* [BRANO DA LEGGERE]:
——
Una grande mostra a Torino (GAM e Castello di Rivoli) affronta un tema apparentemente banale: il colore e il suo rapporto con l’emozione. Tra riflessione scientifica e creatività, un percorso ricchissimo che parte da Newton e Goethe, passa per Klee e Kandinskij, e arriva ad oggi.
I colori nell’arte. Che mostra può essere? Penso al rosso degli affreschi di Pompei, al blu della cappella Scrovegni di Giotto, al giallo (oro) del duomo di Monreale. E poi alle centinaia di artisti pubblicati da quella geniale collana d’arte – una delle prime del genere – che ha creato dimestichezza tra il vasto pubblico e i temi dell’arte: I maestri del colore, pubblicati dai Fratelli Fabbri a partire dal 1963 e poi più volte ripresi fino agli anni Novanta del secolo scorso.
In realtà la mostra – che si tiene a Torino fino al 23 luglio alla Gam e al Castello di Rivoli – affronta un aspetto particolare del rapporto – apparentemente elementare – tra l’arte e i colori: le emozioni.
Si tratta di una rassegna, molto affascinante, che in ultima analisi prende in esame il rapporto tra scienza e creatività. Si inscrive in quel segmento di ricerca – molto caro a certa pubblicistica anglosassone –che esplora le relazioni profonde tra cultura e bios: tra l’aspetto antropologico dell’espressività umana e le “regole” scientifiche cui l’uomo necessariamente sottostà.
La mostra comincia dunque con gli studi di Isaac Newton sfociati, nel 1704, nel volume Optik sintetizzabili nell’affermazione dello scienziato: “Tutti i colori dell’universo sono prodotti della luce e non dipendono dal potere dell’immaginazione”. A questa teoria “aridamente scientifica” si oppone Johann Wolfgang von Goethe, che proprio in chiave antinewtoniana pubblica nel 1810 La teoria dei colori, nel quale scrive: “[…] L’occhio non vede alcuna forma, in quanto soltanto chiaro, scuro e colore stabiliscono insieme ciò che distingue un oggetto dall’altro… Sulla base di questi tre momenti costruiamo il mondo visibile rendendo così contemporaneamente possibile la pittura, capace di creare sulla tela un mondo visibile assai più compiuto di quanto possa essere quello reale…”.
——
Estratti di dati dei riquadri di delimitazione:
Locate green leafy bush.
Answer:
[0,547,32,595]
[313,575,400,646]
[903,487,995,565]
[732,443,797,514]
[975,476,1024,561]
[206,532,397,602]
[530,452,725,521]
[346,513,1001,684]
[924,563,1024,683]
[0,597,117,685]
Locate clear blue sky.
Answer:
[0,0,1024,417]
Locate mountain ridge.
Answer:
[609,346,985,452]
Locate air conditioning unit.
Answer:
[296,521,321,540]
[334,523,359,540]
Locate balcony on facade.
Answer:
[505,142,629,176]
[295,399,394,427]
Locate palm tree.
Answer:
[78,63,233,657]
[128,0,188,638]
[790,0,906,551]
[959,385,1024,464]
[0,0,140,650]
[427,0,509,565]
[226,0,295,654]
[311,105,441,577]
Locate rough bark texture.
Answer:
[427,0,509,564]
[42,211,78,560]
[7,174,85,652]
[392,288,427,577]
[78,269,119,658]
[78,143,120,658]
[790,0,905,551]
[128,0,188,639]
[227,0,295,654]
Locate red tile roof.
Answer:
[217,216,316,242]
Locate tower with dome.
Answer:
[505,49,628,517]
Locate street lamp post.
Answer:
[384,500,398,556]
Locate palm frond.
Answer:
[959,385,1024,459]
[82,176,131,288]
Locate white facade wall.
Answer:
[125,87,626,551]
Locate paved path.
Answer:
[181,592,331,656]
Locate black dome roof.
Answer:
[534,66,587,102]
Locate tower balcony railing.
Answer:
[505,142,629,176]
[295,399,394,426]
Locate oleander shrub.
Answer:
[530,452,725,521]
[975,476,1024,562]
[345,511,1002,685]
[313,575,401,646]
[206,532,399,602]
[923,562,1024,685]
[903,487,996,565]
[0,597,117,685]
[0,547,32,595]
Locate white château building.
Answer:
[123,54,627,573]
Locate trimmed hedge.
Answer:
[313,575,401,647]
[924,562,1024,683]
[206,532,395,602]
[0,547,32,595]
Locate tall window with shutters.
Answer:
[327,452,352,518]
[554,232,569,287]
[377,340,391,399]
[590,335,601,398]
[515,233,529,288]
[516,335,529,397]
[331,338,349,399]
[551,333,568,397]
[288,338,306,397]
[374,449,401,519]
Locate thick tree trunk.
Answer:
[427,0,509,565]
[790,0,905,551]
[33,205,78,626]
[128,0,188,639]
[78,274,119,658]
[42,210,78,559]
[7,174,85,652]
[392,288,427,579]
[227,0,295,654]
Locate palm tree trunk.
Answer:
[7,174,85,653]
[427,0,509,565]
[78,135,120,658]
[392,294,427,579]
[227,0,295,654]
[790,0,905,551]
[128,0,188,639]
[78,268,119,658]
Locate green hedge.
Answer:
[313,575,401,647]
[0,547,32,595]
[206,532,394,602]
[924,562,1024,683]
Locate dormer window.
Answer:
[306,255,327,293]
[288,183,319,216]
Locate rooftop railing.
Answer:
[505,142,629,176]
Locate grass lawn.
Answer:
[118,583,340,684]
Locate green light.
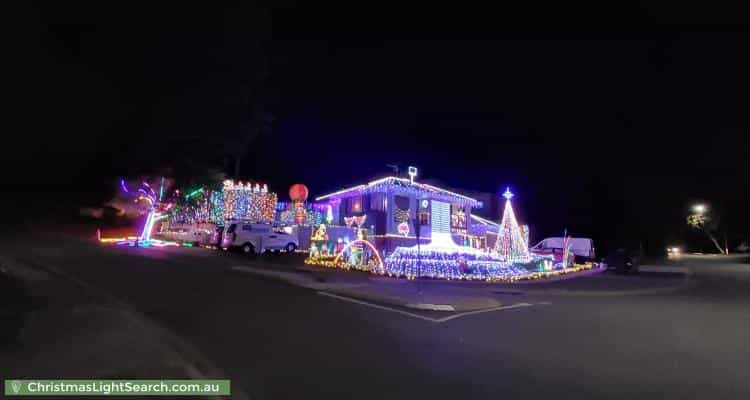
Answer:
[185,188,203,199]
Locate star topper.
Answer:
[503,187,514,200]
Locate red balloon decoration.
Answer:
[289,183,308,202]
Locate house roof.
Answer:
[315,176,482,207]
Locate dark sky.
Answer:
[1,2,750,253]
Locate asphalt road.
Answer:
[4,233,750,400]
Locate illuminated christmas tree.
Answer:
[495,188,530,262]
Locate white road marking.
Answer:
[435,303,533,322]
[405,303,456,311]
[318,292,435,322]
[317,291,533,324]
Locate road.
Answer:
[4,233,750,400]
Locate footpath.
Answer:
[231,259,690,312]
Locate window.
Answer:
[347,196,362,214]
[451,204,466,230]
[370,193,386,211]
[419,211,430,226]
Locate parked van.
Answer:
[529,237,596,261]
[159,223,216,246]
[221,222,299,254]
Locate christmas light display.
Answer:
——
* [COMPITI DA SVOLGERE]:
A - Puoi trascrivere dal brano sulla mostra dei colori il passo compreso tra "I colori nell’arte." e "colori: le emozioni.", estremi inclusi?
B - Nei record, riscrivi soltanto le righe comprese tra quella che contiene "Locate paved path." e quella che contiene "[1,2,750,253]", estremi inclusi, richieste comprese, spostando di -71 ogni coordinata delle risposte. Lascia fuori le immagini.
Il brano e i record non hanno alcun legame tra loro.

* [SOLUZIONI PER COMPITO]:
A -
I colori nell’arte. Che mostra può essere? Penso al rosso degli affreschi di Pompei, al blu della cappella Scrovegni di Giotto, al giallo (oro) del duomo di Monreale. E poi alle centinaia di artisti pubblicati da quella geniale collana d’arte – una delle prime del genere – che ha creato dimestichezza tra il vasto pubblico e i temi dell’arte: I maestri del colore, pubblicati dai Fratelli Fabbri a partire dal 1963 e poi più volte ripresi fino agli anni Novanta del secolo scorso.
In realtà la mostra – che si tiene a Torino fino al 23 luglio alla Gam e al Castello di Rivoli – affronta un aspetto particolare del rapporto – apparentemente elementare – tra l’arte e i colori: le emozioni.

B -
Locate paved path.
Answer:
[110,521,260,585]
Locate black dome roof.
Answer:
[463,-5,516,31]
Locate tower balcony railing.
Answer:
[434,71,558,105]
[224,328,323,355]
Locate oleander shrub.
Answer:
[459,381,654,450]
[904,405,953,491]
[274,440,931,614]
[242,504,330,575]
[135,461,328,531]
[852,491,953,614]
[832,416,925,494]
[-71,526,46,614]
[-71,476,-39,524]
Locate white château building.
Answer:
[52,-17,556,502]
Locate trimmed hedge.
Answer:
[242,504,330,576]
[853,491,953,612]
[135,461,324,531]
[-71,476,-39,524]
Locate tall window with shutters.
Answer:
[256,381,281,447]
[483,161,498,216]
[306,269,320,328]
[519,264,530,327]
[444,162,458,217]
[445,264,458,326]
[260,267,278,328]
[480,262,497,326]
[217,267,235,326]
[303,378,330,448]
Locate thick tree trunk.
Answer:
[356,-71,438,494]
[719,-71,834,480]
[-38,134,7,555]
[57,-71,117,568]
[7,203,48,587]
[-29,139,7,488]
[-64,103,14,581]
[321,217,356,508]
[156,-71,224,583]
Locate palm tree trunk.
Answer:
[-64,103,14,582]
[356,-71,438,494]
[7,64,49,587]
[321,223,356,508]
[156,-71,224,583]
[719,-71,834,480]
[57,-71,117,568]
[7,197,48,587]
Locate green hedge.
Answer:
[242,504,330,576]
[-71,476,-39,524]
[135,461,323,531]
[853,491,953,612]
Locate dormer window.
Answer:
[235,184,256,222]
[217,112,248,145]
Locate rooftop railing.
Answer:
[434,71,558,105]
Locate grass lawn.
Answer:
[47,512,269,613]
Locate green light.
Answer:
[114,117,132,128]
Locate star topper.
Answer:
[432,116,443,129]
Locate red balloon decoration.
Answer:
[218,112,237,131]
Locate house roof.
Answer:
[244,105,411,136]
Locate dark sky.
Answer:
[-70,-69,679,182]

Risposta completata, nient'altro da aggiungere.